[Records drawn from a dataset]
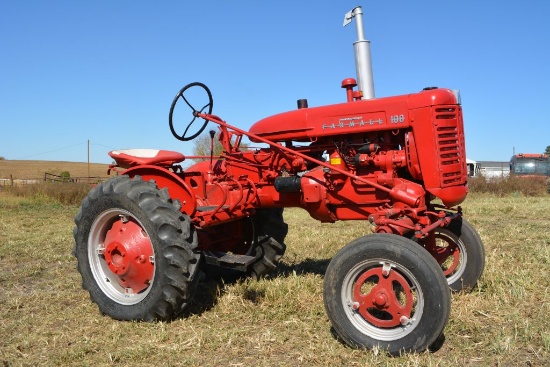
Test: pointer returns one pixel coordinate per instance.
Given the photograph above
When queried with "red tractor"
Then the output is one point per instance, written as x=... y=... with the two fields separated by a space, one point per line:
x=399 y=162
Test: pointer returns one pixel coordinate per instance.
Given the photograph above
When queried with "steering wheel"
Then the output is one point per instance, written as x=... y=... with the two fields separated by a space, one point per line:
x=207 y=107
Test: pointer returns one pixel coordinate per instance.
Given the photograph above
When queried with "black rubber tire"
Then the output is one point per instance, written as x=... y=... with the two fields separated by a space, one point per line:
x=171 y=236
x=269 y=245
x=472 y=254
x=415 y=265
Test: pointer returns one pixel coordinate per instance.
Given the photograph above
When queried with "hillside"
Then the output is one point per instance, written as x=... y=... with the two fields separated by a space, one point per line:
x=17 y=169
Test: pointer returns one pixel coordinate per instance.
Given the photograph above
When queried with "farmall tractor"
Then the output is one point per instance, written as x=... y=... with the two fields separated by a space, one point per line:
x=143 y=237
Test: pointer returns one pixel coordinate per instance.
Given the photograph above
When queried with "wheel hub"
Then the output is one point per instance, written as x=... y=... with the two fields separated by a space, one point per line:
x=382 y=296
x=129 y=255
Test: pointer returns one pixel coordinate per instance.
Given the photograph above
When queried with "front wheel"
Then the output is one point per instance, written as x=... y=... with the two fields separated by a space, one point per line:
x=383 y=291
x=459 y=251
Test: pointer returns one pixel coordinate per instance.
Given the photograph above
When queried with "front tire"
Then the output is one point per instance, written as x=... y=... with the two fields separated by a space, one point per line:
x=383 y=291
x=460 y=252
x=134 y=250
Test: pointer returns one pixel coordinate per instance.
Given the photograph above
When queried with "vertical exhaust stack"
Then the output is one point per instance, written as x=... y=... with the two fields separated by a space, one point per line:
x=363 y=62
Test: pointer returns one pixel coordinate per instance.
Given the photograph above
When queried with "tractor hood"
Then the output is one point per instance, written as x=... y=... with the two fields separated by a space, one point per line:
x=307 y=124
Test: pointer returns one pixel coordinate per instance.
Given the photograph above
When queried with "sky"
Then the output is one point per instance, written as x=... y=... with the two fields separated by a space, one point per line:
x=102 y=74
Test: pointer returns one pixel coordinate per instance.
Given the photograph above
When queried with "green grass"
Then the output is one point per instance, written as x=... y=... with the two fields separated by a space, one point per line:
x=47 y=319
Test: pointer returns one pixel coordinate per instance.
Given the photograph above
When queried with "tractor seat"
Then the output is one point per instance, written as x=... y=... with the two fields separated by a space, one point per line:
x=137 y=157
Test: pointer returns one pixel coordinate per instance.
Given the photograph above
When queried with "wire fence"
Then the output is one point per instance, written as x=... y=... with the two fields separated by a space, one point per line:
x=50 y=177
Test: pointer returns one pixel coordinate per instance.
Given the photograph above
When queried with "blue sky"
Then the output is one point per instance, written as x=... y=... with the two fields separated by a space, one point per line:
x=107 y=71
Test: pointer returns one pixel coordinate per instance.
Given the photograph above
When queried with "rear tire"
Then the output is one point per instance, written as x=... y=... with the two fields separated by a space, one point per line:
x=383 y=291
x=269 y=246
x=134 y=250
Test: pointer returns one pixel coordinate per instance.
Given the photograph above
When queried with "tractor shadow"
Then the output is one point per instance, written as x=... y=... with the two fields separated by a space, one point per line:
x=211 y=289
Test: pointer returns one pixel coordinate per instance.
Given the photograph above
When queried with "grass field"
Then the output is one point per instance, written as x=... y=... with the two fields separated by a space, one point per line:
x=47 y=319
x=29 y=170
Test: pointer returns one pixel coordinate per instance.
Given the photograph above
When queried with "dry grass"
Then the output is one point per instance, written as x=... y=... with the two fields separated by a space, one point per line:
x=35 y=169
x=47 y=319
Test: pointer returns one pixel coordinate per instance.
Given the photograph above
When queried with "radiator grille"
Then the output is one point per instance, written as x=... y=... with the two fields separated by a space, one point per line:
x=450 y=145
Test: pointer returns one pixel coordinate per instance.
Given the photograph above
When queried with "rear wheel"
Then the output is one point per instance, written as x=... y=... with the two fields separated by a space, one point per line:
x=135 y=250
x=383 y=291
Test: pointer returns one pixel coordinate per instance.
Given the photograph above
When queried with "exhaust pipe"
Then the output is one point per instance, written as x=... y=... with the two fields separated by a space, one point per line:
x=363 y=62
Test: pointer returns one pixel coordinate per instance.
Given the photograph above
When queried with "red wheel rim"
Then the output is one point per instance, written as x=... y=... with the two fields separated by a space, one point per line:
x=383 y=297
x=129 y=255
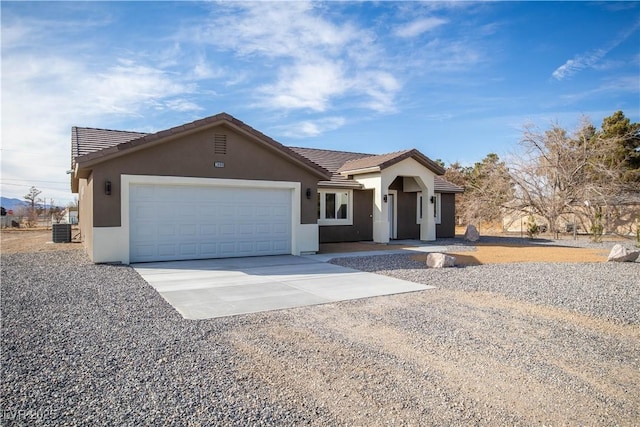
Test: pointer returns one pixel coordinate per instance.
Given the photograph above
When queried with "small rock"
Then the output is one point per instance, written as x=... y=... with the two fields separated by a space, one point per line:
x=621 y=254
x=438 y=260
x=471 y=234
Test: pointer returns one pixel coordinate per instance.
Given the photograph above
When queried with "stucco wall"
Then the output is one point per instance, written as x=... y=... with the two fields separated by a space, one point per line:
x=85 y=213
x=193 y=156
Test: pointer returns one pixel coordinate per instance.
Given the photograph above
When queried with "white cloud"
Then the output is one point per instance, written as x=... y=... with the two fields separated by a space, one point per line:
x=592 y=58
x=418 y=27
x=578 y=63
x=306 y=86
x=310 y=128
x=44 y=95
x=310 y=59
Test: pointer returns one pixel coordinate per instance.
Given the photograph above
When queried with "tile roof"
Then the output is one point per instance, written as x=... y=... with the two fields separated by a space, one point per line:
x=371 y=161
x=89 y=140
x=442 y=186
x=113 y=143
x=88 y=144
x=331 y=161
x=338 y=161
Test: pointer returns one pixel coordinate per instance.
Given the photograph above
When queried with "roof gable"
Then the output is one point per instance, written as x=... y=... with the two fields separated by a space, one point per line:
x=442 y=186
x=383 y=161
x=93 y=146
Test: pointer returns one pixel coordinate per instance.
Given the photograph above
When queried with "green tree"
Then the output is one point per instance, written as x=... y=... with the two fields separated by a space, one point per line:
x=560 y=172
x=625 y=137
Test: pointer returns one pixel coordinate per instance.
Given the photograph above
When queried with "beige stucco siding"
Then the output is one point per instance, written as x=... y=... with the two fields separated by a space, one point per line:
x=85 y=213
x=194 y=156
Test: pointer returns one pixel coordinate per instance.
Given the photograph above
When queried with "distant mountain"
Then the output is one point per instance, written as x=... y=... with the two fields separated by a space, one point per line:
x=12 y=203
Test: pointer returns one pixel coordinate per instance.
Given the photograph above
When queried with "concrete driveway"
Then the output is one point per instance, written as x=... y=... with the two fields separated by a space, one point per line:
x=204 y=289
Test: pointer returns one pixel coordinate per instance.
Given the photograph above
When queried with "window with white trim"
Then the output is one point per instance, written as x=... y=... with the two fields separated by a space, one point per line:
x=335 y=207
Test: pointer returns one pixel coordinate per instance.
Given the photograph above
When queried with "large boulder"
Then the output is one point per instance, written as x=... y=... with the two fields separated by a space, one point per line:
x=471 y=234
x=438 y=260
x=621 y=254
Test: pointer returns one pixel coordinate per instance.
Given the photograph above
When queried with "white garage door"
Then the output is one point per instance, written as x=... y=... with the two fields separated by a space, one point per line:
x=174 y=222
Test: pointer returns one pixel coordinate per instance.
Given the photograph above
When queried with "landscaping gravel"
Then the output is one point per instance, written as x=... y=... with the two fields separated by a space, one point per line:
x=608 y=290
x=86 y=344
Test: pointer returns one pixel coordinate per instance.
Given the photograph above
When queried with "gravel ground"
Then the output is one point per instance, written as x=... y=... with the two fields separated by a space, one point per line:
x=86 y=344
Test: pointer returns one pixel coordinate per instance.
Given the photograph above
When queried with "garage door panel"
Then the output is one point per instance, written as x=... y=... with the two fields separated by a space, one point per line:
x=187 y=222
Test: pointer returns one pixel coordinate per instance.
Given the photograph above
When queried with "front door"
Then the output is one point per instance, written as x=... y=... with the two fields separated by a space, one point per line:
x=391 y=203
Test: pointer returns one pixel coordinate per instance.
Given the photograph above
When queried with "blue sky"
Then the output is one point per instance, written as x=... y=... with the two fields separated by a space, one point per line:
x=456 y=80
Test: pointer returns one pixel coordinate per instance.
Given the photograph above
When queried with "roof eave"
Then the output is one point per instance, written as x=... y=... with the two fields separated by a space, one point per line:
x=91 y=159
x=347 y=172
x=334 y=184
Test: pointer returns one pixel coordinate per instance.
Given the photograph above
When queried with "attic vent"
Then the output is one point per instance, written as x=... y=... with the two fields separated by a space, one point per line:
x=220 y=144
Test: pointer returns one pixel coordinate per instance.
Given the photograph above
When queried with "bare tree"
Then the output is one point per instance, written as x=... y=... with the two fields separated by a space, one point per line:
x=32 y=198
x=487 y=186
x=557 y=172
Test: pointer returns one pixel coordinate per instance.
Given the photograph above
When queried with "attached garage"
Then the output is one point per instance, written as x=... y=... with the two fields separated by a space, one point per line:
x=213 y=188
x=175 y=222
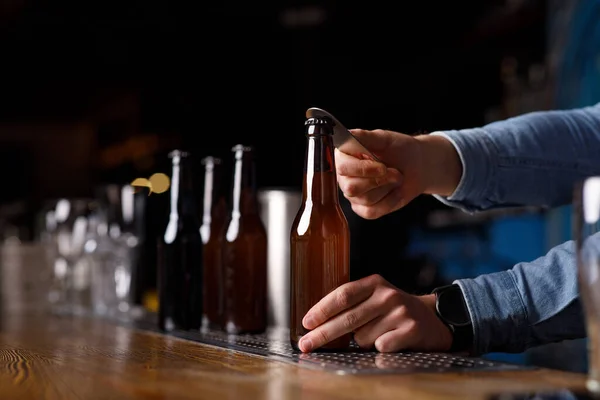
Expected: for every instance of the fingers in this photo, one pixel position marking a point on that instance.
(390, 202)
(346, 322)
(357, 186)
(401, 338)
(377, 140)
(367, 334)
(340, 299)
(347, 165)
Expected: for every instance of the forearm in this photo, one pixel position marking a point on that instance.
(533, 303)
(534, 159)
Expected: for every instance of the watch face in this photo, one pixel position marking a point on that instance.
(452, 307)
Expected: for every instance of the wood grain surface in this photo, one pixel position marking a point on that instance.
(47, 357)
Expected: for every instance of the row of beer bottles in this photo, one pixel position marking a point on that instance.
(230, 291)
(212, 269)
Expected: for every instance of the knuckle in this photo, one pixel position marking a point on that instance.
(392, 297)
(412, 327)
(382, 345)
(370, 213)
(323, 337)
(362, 341)
(351, 188)
(343, 298)
(398, 313)
(350, 321)
(324, 313)
(375, 279)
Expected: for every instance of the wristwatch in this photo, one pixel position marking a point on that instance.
(452, 310)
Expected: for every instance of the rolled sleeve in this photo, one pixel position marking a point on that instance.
(479, 165)
(497, 313)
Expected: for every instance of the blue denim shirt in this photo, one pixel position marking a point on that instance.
(534, 159)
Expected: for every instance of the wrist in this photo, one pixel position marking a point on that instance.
(441, 165)
(444, 334)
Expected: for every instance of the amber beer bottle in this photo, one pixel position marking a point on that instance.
(320, 236)
(244, 252)
(214, 215)
(180, 254)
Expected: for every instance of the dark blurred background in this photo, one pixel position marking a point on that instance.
(100, 91)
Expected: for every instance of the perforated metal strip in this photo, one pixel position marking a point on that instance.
(275, 345)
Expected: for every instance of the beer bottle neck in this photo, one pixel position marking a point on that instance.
(243, 198)
(212, 192)
(320, 183)
(182, 189)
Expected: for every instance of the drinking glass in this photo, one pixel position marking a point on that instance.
(71, 272)
(114, 250)
(586, 226)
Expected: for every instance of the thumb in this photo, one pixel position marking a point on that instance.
(376, 140)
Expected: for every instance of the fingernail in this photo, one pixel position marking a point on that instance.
(308, 322)
(305, 344)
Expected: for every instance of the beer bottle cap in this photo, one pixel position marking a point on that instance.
(319, 121)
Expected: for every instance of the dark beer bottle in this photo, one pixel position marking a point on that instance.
(320, 236)
(214, 214)
(180, 268)
(244, 252)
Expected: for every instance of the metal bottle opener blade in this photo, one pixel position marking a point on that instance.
(342, 138)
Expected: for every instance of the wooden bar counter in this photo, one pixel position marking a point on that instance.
(49, 357)
(43, 356)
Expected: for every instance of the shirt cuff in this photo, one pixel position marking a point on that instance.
(479, 165)
(497, 313)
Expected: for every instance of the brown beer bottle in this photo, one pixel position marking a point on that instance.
(244, 252)
(214, 214)
(320, 236)
(180, 254)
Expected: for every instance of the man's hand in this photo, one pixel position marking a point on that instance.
(380, 315)
(409, 166)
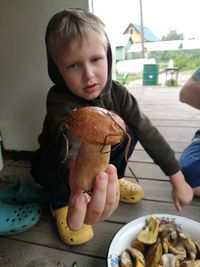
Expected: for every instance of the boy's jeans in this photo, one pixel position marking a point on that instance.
(190, 161)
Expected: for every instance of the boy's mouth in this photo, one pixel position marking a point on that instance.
(90, 88)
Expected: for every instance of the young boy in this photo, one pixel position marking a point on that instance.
(79, 64)
(190, 159)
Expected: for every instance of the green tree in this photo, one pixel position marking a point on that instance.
(172, 35)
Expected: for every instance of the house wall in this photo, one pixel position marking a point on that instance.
(24, 80)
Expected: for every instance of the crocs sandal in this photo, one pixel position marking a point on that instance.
(23, 191)
(68, 236)
(130, 192)
(15, 219)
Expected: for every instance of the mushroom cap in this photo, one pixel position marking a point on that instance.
(96, 126)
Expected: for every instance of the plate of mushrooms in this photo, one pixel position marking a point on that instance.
(157, 240)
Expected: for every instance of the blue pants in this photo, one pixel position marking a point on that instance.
(45, 171)
(190, 161)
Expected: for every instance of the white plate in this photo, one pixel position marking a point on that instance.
(128, 232)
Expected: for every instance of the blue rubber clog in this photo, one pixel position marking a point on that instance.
(23, 191)
(18, 218)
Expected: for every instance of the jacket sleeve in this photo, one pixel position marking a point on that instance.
(147, 134)
(58, 108)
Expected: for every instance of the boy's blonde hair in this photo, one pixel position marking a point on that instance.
(70, 25)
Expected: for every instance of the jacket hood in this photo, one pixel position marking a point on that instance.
(53, 71)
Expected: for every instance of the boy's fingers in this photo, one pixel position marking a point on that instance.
(178, 206)
(76, 212)
(98, 198)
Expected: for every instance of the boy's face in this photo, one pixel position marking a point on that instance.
(84, 68)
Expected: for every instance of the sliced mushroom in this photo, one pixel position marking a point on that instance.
(150, 233)
(125, 260)
(170, 260)
(138, 245)
(138, 256)
(189, 245)
(153, 255)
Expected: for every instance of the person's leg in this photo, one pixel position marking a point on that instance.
(190, 163)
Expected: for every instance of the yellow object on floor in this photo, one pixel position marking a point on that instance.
(130, 192)
(68, 236)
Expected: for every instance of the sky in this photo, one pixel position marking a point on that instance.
(158, 15)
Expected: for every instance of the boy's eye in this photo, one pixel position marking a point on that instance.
(72, 66)
(96, 59)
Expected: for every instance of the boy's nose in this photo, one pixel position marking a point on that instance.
(88, 72)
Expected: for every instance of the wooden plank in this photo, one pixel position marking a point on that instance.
(142, 156)
(44, 233)
(176, 146)
(127, 212)
(23, 254)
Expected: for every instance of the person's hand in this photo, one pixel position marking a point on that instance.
(98, 206)
(182, 193)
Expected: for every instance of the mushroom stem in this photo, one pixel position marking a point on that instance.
(89, 162)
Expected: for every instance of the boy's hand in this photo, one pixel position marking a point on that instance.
(182, 193)
(100, 205)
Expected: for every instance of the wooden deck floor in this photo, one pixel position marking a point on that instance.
(40, 246)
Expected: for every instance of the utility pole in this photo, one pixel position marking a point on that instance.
(142, 30)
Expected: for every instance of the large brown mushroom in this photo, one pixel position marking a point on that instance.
(98, 129)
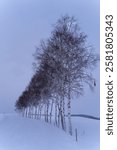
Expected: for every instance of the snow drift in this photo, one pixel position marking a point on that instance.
(17, 133)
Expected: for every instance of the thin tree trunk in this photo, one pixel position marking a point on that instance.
(51, 111)
(69, 112)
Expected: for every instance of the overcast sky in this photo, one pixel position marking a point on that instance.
(23, 23)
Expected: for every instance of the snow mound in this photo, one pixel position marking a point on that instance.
(17, 133)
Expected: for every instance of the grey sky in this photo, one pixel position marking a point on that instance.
(23, 23)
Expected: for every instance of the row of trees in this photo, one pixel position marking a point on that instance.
(62, 68)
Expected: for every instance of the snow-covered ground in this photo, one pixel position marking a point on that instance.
(17, 133)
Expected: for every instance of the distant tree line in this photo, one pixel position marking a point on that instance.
(63, 64)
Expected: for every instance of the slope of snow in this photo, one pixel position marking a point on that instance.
(17, 133)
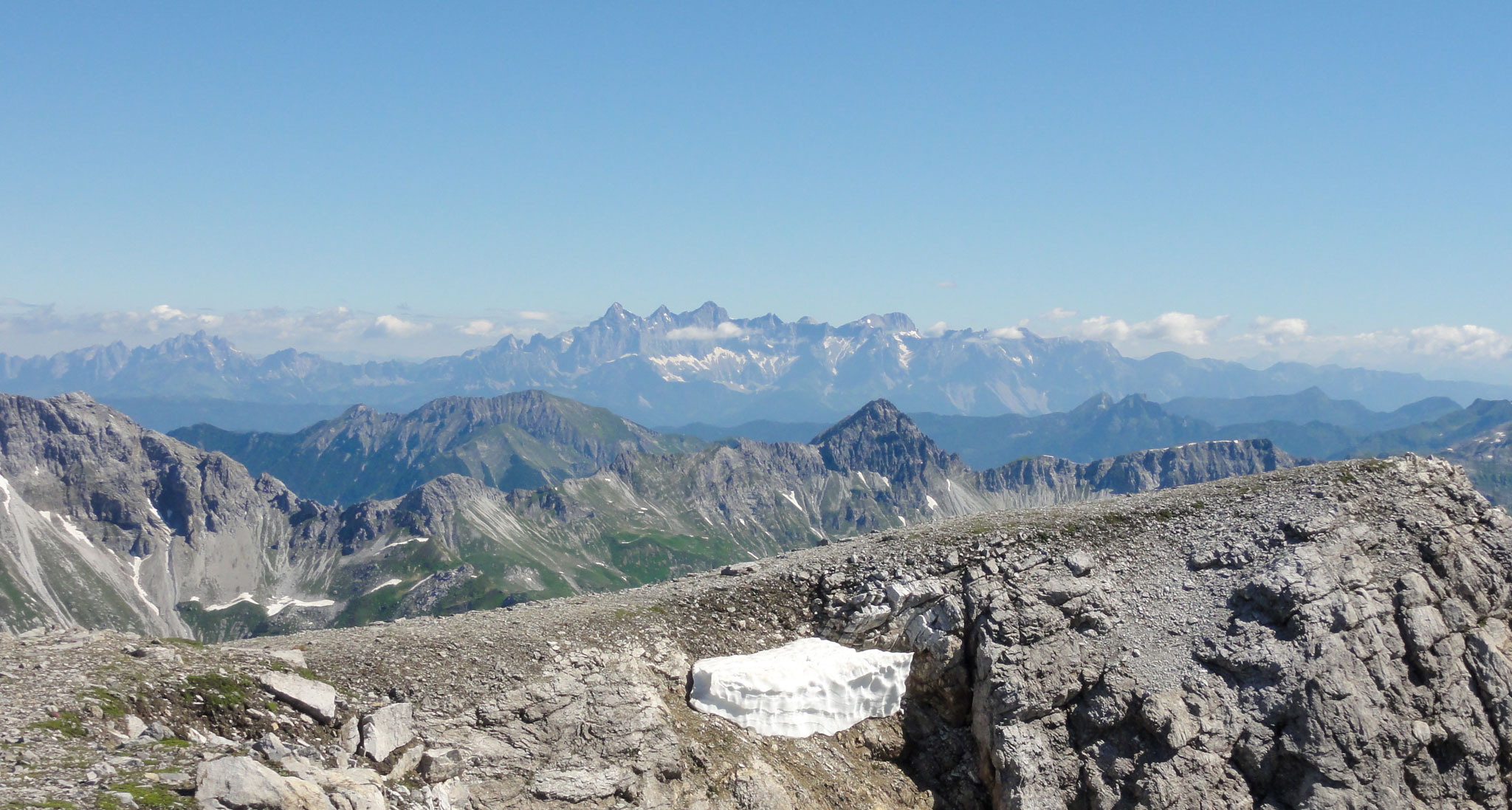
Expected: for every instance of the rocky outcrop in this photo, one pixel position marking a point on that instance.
(1322, 636)
(702, 365)
(109, 525)
(520, 440)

WHAT IS BEING ASKED: Filter the data above down to lines with the word "roof", and copy them.

ANSWER FOR THE TASK:
When queried with "tile roof"
When queried with "roof gable"
When queried with "roof eave"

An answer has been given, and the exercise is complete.